Рассуждения о специфике искусства связаны с пониманием его особой художественной логики. Она у обэриутов необычна, странна, обратна принятому. Логике противостоит алогизм; связи, развитию — фрагментарность и случайность; психологии, характеру — маска.
«Может быть, вы будете утверждать, — писали обэриуты в Декларации, — что наши сюжеты „не-реальны“ и „не-логичны“? А кто сказал, что „житейская“ логика обязательна для искусства? Мы поражаемся красотой нарисованной женщины, несмотря на то, что, вопреки анатомической логике, художник вывернул лопатку своей героине и отвел ее в сторону. „У искусства своя логика, и она не разрушает предмет, но помогает его познать“» [16].
Особенностью этой логики были фантастичность действия и персонажей, условность пространства, походившего на сценическую площадку, да и время развивалось сценически: то двигалось рывками, то скручивалось жгутом. Аналог такой логики — в сновидениях, волшебных сказках. В гоголевской фантасмагории «петербургских повестей». А если ближе — в футуристических драмах, в гротескных персонажах Хлебникова, свободно разгуливавших по периодам истории.
Обэриуты заставляли говорить покойников, переносили действие с земли ка небеса, подслушивали беседу лошадей и воробьев. Они катили время в обратную сторону, а когда надоедало — растягивали его, как резиновый шланг. Столь же свободно обращались они и с категорией причинности, а потому в их изображении всегда нелепо выглядят те, кто считает, что причина найдена: судьи, врачи, учителя. В творчестве обэриутов было много парадоксального. Одним из парадоксов следует считать защиту ими позитивистского тезиса о реальных законах поэтического языка и погружение этого языка в иррациональные дебри художественной фантазии. Европейский позитивизм встречался с русским алогизмом («чушью»), проходил обработку образами народной веры в чудесное.
У каждого обэриута в пределах общей системы была своя художественная логика. Так, поэтика Заболоцкого, соединенная многими нитями с творчеством Введенского, во многом отличалась от «столбцов» «авто-ритета бессмыслицы», как назвал себя в начале пути автор «Ёлки у Ивановых».

ФРАГМЕНТЫ ДАННЫХ:

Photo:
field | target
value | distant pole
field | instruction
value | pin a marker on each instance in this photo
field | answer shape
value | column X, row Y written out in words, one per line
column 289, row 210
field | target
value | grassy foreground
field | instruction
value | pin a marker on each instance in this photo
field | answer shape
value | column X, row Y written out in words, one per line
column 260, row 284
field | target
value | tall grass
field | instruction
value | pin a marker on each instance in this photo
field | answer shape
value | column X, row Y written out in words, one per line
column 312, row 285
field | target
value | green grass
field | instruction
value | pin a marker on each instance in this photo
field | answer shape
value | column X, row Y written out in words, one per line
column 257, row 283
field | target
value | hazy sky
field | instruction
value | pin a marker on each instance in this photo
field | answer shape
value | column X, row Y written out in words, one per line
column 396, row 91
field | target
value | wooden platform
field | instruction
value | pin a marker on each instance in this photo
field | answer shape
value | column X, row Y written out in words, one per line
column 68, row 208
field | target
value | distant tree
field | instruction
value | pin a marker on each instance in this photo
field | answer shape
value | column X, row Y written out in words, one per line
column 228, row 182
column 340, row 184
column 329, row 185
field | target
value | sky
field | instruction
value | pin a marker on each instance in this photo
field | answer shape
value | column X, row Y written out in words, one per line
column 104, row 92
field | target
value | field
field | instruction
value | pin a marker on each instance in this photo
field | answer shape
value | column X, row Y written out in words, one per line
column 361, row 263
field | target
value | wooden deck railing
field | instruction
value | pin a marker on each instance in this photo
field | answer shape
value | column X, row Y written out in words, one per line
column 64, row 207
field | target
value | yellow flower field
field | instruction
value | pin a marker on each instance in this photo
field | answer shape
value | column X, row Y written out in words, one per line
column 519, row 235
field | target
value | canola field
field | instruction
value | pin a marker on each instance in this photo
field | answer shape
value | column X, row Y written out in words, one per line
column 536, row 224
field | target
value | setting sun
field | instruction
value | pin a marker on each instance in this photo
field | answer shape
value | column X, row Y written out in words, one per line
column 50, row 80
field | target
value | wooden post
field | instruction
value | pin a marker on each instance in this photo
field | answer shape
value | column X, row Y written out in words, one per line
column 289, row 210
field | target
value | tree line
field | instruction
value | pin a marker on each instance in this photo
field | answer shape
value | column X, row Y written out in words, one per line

ЗАДАНИЕ:
Продолжите приведенный выше текст о художественной логике обэриутов, начиная сразу после его последнего предложения.

РЕЗУЛЬТАТ ВЫПОЛНЕНИЯ:
Понятно, что индивидуальные системы находились в движении, эволюционировали. Так, в центре размышлении Хармса — и в конце 20-х годов, и в середине 30-х — стоял вопрос о прекрасном, а значит, и о вечном, бессмертном. Об этом и «Лапа», и «Старуха» — произведения разных периодов. Как резко они отличаются! Многие страницы «Лапы» написаны по методу цисфинита [17], то есть «логики бесконечного небытия» (Хармс помещает даже «цисфинитный» рисунок в текст). Эта «логика», точно ножницы, перерезает все скрепы и нити принятого порядка Предметный мир рассыпается, и его части, обломки, все причины и следствия принятой логики уносятся, как супрематические конструкции Малевича, в Великий Космос. По-другому построена «Старуха». Повесть тяготеет к психологическому повествованию, к «петербургскому жанру».
Такая полифония развивающихся индивидуальных систем затрудняет задачу вычленения общих принципов литературного сообщества.
«Уважай бедность языка», — сказано у Введенского. Вот еще один методологический парадокс. Оживают покойники, по русскому лесу разгуливает жирафа — «чудный зверь», молодой человек из-под носа дворника улетает на небо — и «бедность». Нет, свою фантазию, насмешку художники в узде не держали. Заслон выставлялся многословию и пустословию. Обэриуты не были охотниками до лирических самоизлияний, до «раскрытия души» — не принимали языка символистско-акмеистских групп. Проходили мимо психологизма, глухи были к общественной патетике.
Они хотели не столько сказать о себе, сколько выразить свои главные мысли о мире, не прибегая к средствам «научной поэзии», не боясь упрека в дилетантизме. Прошло, как они считали, время поэтов-гамаюнов и трибунов. Естественный человек, «естественный мыслитель» (а он всегда беден) стал основным персонажем обэриутов.